[Entries taken from a collection]
--
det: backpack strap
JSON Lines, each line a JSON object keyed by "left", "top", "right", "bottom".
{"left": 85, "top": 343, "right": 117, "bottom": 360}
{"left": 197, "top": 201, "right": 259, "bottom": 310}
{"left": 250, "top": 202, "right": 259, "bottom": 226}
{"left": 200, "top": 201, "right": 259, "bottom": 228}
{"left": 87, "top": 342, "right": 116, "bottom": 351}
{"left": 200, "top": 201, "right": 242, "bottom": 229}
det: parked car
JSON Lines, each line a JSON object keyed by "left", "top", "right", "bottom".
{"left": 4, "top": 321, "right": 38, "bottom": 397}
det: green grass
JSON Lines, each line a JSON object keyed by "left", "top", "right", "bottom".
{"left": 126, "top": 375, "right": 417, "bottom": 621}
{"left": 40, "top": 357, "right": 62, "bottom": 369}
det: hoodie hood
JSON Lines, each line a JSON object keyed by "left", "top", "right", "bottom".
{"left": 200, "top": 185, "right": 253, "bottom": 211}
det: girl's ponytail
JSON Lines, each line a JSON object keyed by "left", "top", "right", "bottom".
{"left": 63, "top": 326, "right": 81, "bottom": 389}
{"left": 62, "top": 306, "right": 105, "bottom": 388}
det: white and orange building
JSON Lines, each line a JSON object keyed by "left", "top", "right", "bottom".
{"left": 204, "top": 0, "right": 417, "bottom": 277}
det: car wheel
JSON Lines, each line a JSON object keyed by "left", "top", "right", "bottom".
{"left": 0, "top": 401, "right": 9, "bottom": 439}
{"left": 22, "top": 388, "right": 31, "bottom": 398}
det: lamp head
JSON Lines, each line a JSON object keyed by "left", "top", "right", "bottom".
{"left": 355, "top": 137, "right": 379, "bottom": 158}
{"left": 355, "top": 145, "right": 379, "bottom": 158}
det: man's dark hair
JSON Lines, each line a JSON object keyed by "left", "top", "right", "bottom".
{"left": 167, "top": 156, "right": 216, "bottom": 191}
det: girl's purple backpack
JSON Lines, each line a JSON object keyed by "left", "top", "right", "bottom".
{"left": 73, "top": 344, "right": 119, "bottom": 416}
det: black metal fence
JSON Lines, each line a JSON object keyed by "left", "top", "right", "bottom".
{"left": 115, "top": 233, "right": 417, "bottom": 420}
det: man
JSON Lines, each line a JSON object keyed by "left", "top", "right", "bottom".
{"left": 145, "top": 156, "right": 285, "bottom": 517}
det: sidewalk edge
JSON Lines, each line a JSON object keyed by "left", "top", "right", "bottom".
--
**THE PROBLEM**
Each line above must be retyped exactly.

**RESPONSE TO THIS EXERCISE**
det: backpack strap
JSON Lines, each line a JSON object keyed by "left", "top", "right", "bottom".
{"left": 85, "top": 343, "right": 117, "bottom": 360}
{"left": 197, "top": 201, "right": 259, "bottom": 310}
{"left": 250, "top": 202, "right": 259, "bottom": 226}
{"left": 200, "top": 201, "right": 259, "bottom": 228}
{"left": 87, "top": 342, "right": 116, "bottom": 351}
{"left": 200, "top": 201, "right": 242, "bottom": 229}
det: parked car
JSON Lines, each line a JSON object keyed by "left", "top", "right", "bottom".
{"left": 4, "top": 321, "right": 38, "bottom": 397}
det: green grass
JSON Lines, each line a JSON object keyed by "left", "top", "right", "bottom".
{"left": 126, "top": 375, "right": 417, "bottom": 621}
{"left": 40, "top": 357, "right": 62, "bottom": 369}
det: hoodie hood
JSON Lines, each line a JSON object keyed by "left", "top", "right", "bottom".
{"left": 200, "top": 185, "right": 253, "bottom": 211}
det: girl's ponytail
JSON Lines, each line a JSON object keyed by "left", "top", "right", "bottom".
{"left": 63, "top": 326, "right": 81, "bottom": 389}
{"left": 62, "top": 306, "right": 105, "bottom": 388}
det: white and orange building
JSON Lines, each line a JSON object keyed by "left", "top", "right", "bottom".
{"left": 204, "top": 0, "right": 417, "bottom": 277}
det: car wheel
JSON Lines, each line a JSON object keyed by "left", "top", "right", "bottom".
{"left": 0, "top": 401, "right": 9, "bottom": 439}
{"left": 22, "top": 388, "right": 31, "bottom": 398}
det: lamp head
JSON Lines, each line a JSON object keyed by "left", "top", "right", "bottom".
{"left": 355, "top": 137, "right": 379, "bottom": 158}
{"left": 355, "top": 145, "right": 379, "bottom": 158}
det: man's dark hair
JSON Lines, each line a JSON object keyed by "left", "top", "right", "bottom".
{"left": 167, "top": 156, "right": 216, "bottom": 191}
det: girl's purple backpack
JSON Lines, each line a JSON object keyed by "left", "top", "right", "bottom".
{"left": 73, "top": 344, "right": 119, "bottom": 416}
det: black metal fence
JSON Lines, each line a JSON object keyed by "left", "top", "right", "bottom".
{"left": 115, "top": 233, "right": 417, "bottom": 420}
det: man
JSON Lines, each line a JSON object keyed by "left", "top", "right", "bottom".
{"left": 145, "top": 156, "right": 285, "bottom": 517}
det: sidewalk edge
JSON Lines, each line a JSON object keyed by "left", "top", "right", "bottom".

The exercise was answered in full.